Knute Berger points out part of the reason for this. The Rest of Seattle is too utopian and non-pragmatic. Berger writes, “The candidate with the biggest ideals, the most inflated sense of mission and purpose: they usually win. We will change the world one city council resolution at a time. We prefer to hide our pragmatism behind the vanity of noble ambitions.” 

If that weren’t enough, The Rest of City thinks it knows better than their progressive counterparts in other cities, how to cure societies ills. In the same column, Berger writes, only, in my view, partially tongue-in-cheek,

“We're a smart city. We're home to the biggest charity in the world. We read more books. We're sustainable, serious, and hip. Portland? Stuck in the '90s. Vancouver? Hah, they're stuck in Canada. Tacoma? We don't even make jokes about them anymore. Bellevue? Where's that? Seattle is too busy, too full of big ideas to care about anyone else. Having your nose in the air is a good way to forget that the basics are so screwed up. Seattle's public schools? Ick. Our police department? Scary. The streets? They're better in Kabul. But all of these are mere details too petty for superior minds which are set on bigger things.”   (Emphasis added.)

The Rest of the City couldn’t possibly replicate what works elsewhere to elevate the socio-economic status of Lesser Seattle, which is largely walled-off, out of sight and out of mind, south of I-90. Seattle knows how to do it better. 

The answer to street disorder is not, in the general thinking here, police officers on the ground to give pragmatic effect to the civilized norms enshrined in state law and council resolutions.  It is not more cops to provide harm reduction by intervening before young people escalate mob arguments to gunfire. In the view of Seattle’s superior version of progressivism, we just need more teen programs, late night basketball, and the like. The worse-than-Kabul street mayhem on four blocks of Rainier Avenue South (and now the Central District & Seattle Center) will magically cure itself. Could it be, as other liberal, progressive, cities have discovered, the solution is not either more policing or human services, but the correct combination of both?

The mass murder committed by Ian Stawicki against regulars at Café Racer and a woman in the parking lot of the Town Hall venue, should not primarily teach us any lessons about gun laws and the mental health system, although we need to look at those things too. The lesson that should be taken from that tragedy should be learned from one of the heroes of that horrific day, a three-time felon named Jason Yori.  

According to the, Yori, a homeless veteran, ran up to Gloria Leonidas. Realizing she was dying, sat beside her, held her hand, and offered her comfort. Later, at the direction of the police, he helped keep the crowd back, and then gave them a statement. What did Yori credit with his turn from criminal to Good Samaritan? Sobriety. What got him sober? According to the story, “Officers with the Department of Corrections' Northwest Community Response Unit, which handled Yori's case in rougher times, said his actions were commendable. Yori gives them credit, too, for helping him stay sober and conviction-free for years.”

Seattle’s progressives need to learn from those of San Francisco and New York City that the criminal code, which enshrines our most basic values like, don’t kill, don’t steal, and more broadly, value others as important as yourself, still matter. Adequately staffed criminal justice, to hold people accountable to those laws, is as much a part of the mix as drug treatment and social services.

> **TASK A**:
Answer these questions from the Seattle commentary:
(i) Which city does the quoted column call "Stuck in the '90s"?
(ii) What does Jason Yori credit with his turn from criminal to Good Samaritan?
(iii) On which street does the text place four blocks of "worse-than-Kabul street mayhem"?
> **TASK B**: Show every line of the listing that contains the word "foreground".
The listing after this point is unrelated to the Seattle commentary.

> **Point annotation dataset records**:
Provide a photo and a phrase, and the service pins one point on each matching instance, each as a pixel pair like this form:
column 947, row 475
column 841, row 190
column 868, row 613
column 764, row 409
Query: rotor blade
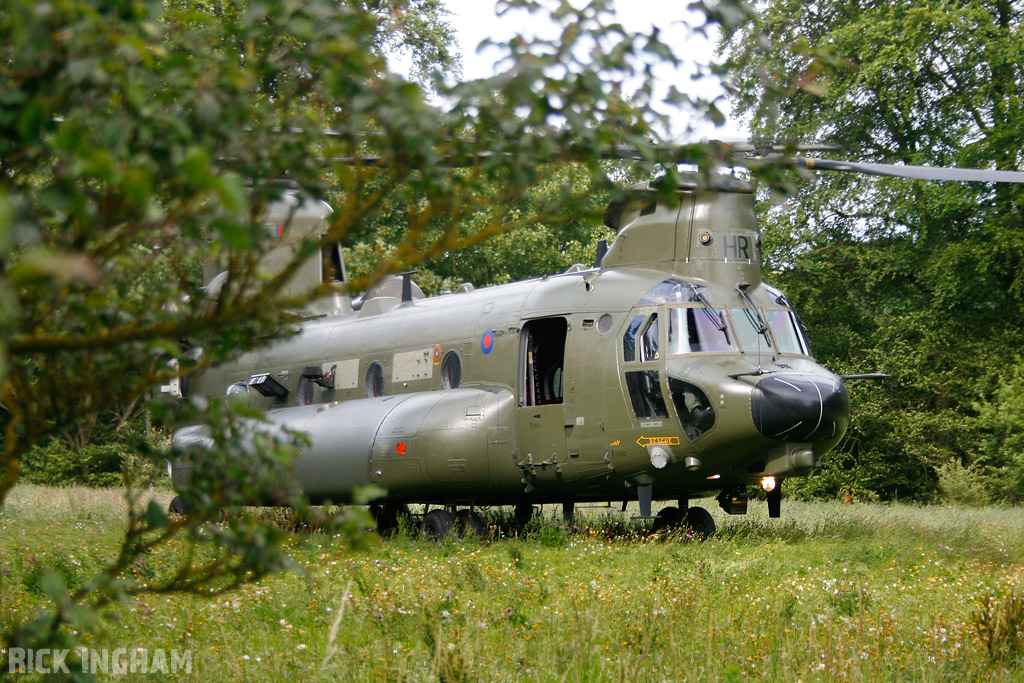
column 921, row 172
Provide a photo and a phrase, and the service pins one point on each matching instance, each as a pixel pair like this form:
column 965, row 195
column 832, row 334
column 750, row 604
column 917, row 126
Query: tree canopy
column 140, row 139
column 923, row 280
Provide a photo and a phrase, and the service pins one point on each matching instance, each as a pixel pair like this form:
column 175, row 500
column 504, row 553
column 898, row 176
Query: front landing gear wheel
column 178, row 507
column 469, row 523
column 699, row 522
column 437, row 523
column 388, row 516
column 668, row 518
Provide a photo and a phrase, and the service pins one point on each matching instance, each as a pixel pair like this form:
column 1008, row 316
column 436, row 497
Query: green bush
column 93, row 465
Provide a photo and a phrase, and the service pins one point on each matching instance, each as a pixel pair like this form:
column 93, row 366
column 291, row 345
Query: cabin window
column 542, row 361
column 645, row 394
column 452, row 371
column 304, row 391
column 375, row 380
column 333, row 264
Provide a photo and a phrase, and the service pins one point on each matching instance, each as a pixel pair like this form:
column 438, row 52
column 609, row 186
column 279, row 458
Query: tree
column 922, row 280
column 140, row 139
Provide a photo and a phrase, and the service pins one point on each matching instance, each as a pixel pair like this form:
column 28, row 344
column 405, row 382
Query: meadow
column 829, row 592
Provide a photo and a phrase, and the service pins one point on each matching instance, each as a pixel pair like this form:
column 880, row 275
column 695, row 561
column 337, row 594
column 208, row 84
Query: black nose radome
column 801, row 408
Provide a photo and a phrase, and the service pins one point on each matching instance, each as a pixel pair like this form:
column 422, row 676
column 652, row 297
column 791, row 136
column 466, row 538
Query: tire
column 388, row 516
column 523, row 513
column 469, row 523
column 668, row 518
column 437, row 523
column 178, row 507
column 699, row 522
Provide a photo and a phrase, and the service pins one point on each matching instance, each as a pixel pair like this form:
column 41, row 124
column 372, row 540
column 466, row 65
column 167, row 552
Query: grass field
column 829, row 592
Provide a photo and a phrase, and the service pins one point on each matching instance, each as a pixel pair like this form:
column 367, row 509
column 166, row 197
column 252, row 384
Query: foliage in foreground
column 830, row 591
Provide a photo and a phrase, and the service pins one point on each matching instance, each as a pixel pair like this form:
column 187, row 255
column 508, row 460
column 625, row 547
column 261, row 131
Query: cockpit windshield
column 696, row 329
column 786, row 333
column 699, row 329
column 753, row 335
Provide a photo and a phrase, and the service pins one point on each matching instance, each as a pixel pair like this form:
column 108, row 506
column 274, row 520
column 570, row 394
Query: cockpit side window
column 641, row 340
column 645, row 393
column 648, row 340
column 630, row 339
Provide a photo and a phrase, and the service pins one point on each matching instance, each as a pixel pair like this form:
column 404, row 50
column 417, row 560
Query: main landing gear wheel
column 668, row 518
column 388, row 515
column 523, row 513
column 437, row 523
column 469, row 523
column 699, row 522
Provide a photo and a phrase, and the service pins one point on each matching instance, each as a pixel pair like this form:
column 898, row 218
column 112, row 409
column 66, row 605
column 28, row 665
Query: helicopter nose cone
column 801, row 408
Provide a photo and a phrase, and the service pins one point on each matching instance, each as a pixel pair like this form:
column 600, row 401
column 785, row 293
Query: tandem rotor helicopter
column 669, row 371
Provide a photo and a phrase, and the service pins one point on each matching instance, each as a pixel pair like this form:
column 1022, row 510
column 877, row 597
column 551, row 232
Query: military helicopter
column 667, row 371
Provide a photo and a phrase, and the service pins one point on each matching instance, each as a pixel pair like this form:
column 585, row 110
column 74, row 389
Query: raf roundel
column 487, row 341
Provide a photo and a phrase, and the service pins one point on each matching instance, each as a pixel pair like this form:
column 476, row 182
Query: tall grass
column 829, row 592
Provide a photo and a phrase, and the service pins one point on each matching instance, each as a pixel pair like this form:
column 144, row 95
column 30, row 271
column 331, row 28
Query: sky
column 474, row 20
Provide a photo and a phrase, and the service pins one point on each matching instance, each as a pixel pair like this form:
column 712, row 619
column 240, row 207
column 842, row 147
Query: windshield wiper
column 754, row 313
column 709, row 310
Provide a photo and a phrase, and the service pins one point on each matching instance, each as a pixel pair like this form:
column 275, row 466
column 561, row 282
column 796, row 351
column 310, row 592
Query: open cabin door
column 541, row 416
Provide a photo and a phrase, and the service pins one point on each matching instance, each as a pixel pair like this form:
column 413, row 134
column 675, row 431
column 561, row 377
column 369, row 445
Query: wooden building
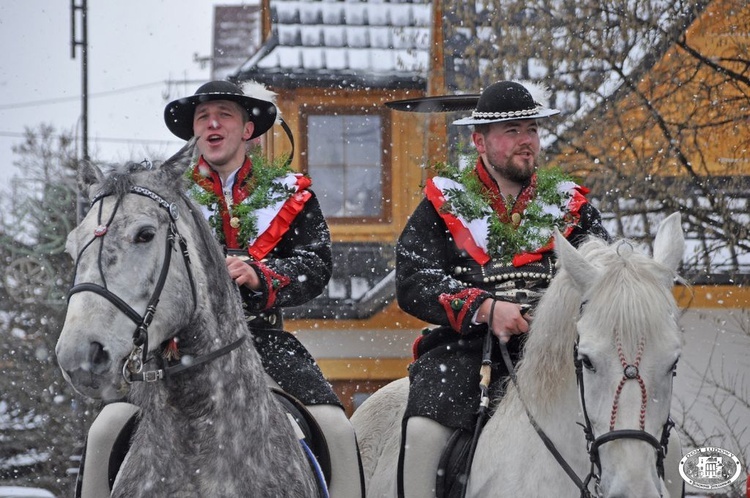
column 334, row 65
* * *
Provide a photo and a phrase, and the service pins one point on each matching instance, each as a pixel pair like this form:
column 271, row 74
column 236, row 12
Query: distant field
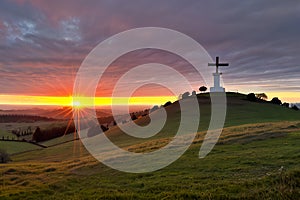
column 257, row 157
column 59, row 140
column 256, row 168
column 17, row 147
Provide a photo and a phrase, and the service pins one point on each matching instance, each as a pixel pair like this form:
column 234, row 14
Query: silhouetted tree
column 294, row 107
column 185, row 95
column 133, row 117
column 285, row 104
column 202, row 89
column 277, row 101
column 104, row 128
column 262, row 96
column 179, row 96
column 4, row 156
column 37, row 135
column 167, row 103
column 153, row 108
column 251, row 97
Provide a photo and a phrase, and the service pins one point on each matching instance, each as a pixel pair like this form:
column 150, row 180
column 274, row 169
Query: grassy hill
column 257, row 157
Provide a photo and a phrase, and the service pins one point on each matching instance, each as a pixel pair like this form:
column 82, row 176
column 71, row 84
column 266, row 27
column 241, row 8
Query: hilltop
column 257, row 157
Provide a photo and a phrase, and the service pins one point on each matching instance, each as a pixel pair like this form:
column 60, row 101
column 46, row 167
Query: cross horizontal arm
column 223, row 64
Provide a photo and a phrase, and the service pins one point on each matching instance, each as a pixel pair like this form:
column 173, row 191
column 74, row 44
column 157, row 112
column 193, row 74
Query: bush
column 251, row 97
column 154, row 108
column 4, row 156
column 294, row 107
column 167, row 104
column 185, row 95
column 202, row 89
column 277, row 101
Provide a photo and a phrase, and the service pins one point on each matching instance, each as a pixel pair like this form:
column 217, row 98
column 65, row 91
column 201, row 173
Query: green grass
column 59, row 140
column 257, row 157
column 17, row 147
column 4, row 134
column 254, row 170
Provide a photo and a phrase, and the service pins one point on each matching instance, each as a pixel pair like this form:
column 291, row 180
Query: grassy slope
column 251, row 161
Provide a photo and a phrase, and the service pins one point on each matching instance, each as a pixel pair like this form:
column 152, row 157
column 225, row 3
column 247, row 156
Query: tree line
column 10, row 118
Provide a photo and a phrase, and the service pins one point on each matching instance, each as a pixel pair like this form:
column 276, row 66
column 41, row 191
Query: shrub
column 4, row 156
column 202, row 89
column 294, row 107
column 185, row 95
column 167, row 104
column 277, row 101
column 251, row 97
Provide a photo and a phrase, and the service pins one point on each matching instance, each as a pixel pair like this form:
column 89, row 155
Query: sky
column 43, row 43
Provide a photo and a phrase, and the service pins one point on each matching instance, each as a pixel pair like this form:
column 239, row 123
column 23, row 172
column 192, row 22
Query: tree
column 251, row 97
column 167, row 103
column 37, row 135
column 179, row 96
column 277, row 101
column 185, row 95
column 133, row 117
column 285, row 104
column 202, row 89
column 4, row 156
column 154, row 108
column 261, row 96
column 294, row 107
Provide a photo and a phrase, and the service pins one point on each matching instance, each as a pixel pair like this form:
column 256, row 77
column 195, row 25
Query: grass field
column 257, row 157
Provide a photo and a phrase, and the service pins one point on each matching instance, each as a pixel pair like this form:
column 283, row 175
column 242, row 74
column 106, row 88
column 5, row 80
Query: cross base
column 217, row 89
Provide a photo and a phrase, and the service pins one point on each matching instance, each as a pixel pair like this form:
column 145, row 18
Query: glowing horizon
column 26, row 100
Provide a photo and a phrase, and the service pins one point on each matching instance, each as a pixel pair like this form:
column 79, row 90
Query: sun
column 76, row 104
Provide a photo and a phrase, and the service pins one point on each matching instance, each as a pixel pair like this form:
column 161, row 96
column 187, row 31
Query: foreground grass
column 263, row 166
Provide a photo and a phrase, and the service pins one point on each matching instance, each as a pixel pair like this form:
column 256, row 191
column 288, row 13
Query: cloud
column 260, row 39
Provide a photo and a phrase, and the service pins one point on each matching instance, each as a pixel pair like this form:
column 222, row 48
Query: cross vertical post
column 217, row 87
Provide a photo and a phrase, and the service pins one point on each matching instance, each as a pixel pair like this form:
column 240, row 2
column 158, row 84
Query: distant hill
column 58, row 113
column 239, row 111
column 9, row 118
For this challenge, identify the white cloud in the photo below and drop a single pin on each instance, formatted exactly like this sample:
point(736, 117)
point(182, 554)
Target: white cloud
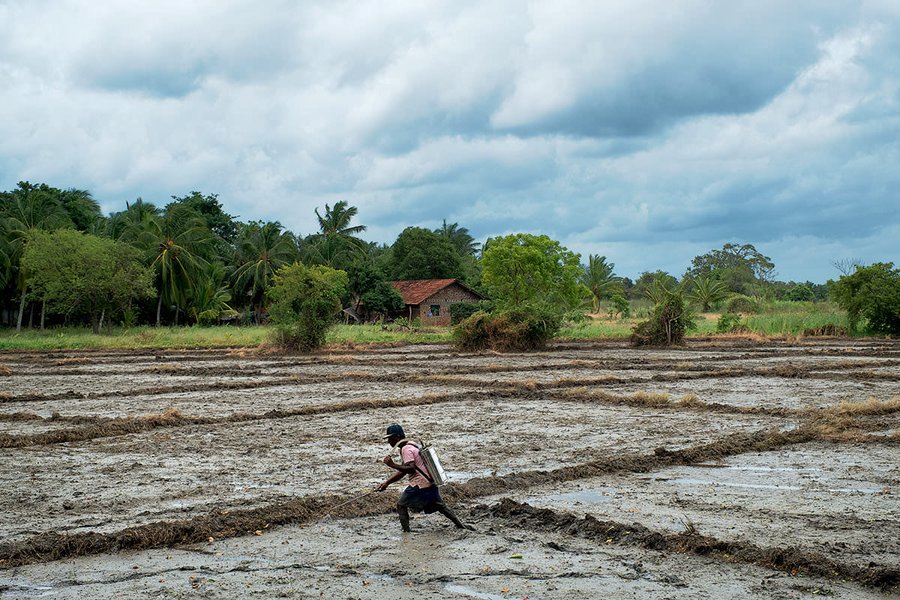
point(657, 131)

> **CORRECT ANSWER A**:
(i) Portland
(ii) Sobriety
(iii) Rainier Avenue South

> **CORRECT ANSWER B**:
Query: foliage in foreground
Query: foreground grass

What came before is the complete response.